### REQUIRED WORK
Copy the stretch of the Sacramento Kings article from "Starting the season" through "the small victories." word for word.

### TEXT EXTRACT
○ ○ ○ ○ ○

Fastbreaks and Mid-range Jumpers: The Kings Are Hot in October

Starting the season 5-3 isn’t grounds to throw a parade. No one is hanging a “We went over .500 through the first eight games of the season” banner. But when you are a team who has lived in the dregs for nearly a decade and a half, you learn to celebrate the small victories.

The Kings have shown some fight worth noting with victories over a team who should be in the hunt for a home playoff series (OKC), a team scrapping for a playoff spot (Memphis), and a hot mess (Washington) and then capped off an all-Florida sweep, topping the Heat and Magic in successive nights.

Most importantly, this team had been fun. Watching De’Aaron Fox, an early contender for the Most Improved Player award, careen from baseline to baseline at 100 miles per hour and find a wide open Nemanja Bjelica or a cutting Trow Williams (two players who have been impressive during the open rounds of the season) has turned this team into one of the best viewing experiences, night to night.

But the Western Conference is still loaded and the Kings will have to play 52 games against conference foes. Since Sacramento owes it’s 2019 lottery pick to either Boston or Philly, they have no true incentive to tank and so the Kings will continue to be feisty and compete almost every night.

Whether or not they can sustain this level of production remains to be seen.

A large portion of the team’s success has been predicated on two factors: playing with pace and hitting mid-range shots. To keep up the pace (forgive the pun) and stay in the hunt, the Kings will need to continue to maximize both.

Playing with Pace

One of the largest contributing factors to the team’s success is a willingness to run the floor. According to Synergy, the Kings are the third most efficient transition offense in the league, averaging 1.28 points per possession. And that’s not a small sample size either, the Kings average over 23 transition attempts per game and have translated those looks into a league-high 238 points on the run. Running on nearly a quarter of possessions isn’t a flash in the pan, Sacramento has changed their mentality.

I have to admit, before the season started, I was doubtful about how this roster would fit in with coach Dave Joerger’s style. Joerger, in his seventh year as a head coach, has shown a penchant for a slowed down, deliberate style of basketball (with his team’s ranking 30, 26, 27, 24, 30 in pace). I even sat down and planned out an entire article pointing out the dichotomous nature of the roster construction with the coaching philosophy which I can promptly throw out the window.

○ ○ ○ ○ ○

### SUPPLIED MATERIAL
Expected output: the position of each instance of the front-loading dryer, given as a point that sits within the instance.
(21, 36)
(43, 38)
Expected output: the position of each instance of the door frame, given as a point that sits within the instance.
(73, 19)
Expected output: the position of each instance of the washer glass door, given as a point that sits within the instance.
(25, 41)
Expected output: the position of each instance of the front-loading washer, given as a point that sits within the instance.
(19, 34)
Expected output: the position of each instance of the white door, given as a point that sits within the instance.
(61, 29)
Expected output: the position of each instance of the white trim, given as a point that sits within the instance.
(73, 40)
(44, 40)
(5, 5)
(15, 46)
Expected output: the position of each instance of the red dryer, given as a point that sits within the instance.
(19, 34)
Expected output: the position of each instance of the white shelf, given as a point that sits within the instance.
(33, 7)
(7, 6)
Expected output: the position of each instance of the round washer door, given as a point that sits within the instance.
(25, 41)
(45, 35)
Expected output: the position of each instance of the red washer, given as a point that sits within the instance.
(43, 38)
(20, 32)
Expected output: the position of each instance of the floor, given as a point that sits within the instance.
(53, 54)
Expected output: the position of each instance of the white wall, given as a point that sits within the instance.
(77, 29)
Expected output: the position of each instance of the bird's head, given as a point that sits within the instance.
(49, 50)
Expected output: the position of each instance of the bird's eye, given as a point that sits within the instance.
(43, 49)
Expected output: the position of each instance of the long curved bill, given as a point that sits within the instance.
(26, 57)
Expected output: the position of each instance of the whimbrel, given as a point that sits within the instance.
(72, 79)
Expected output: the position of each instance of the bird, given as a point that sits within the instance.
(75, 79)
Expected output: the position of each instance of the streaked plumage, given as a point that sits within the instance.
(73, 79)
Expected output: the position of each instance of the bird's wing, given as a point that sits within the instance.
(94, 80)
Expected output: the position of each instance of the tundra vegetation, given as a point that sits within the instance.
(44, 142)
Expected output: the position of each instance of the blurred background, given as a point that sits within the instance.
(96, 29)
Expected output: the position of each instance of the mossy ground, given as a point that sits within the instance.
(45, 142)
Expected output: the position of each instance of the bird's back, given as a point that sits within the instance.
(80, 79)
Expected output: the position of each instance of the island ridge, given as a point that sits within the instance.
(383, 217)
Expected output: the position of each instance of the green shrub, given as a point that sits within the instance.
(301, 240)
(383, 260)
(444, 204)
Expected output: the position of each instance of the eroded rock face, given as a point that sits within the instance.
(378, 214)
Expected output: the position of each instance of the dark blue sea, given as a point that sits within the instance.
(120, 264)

○ ○ ○ ○ ○

### PROBLEM SOLUTION
Starting the season 5-3 isn’t grounds to throw a parade. No one is hanging a “We went over .500 through the first eight games of the season” banner. But when you are a team who has lived in the dregs for nearly a decade and a half, you learn to celebrate the small victories.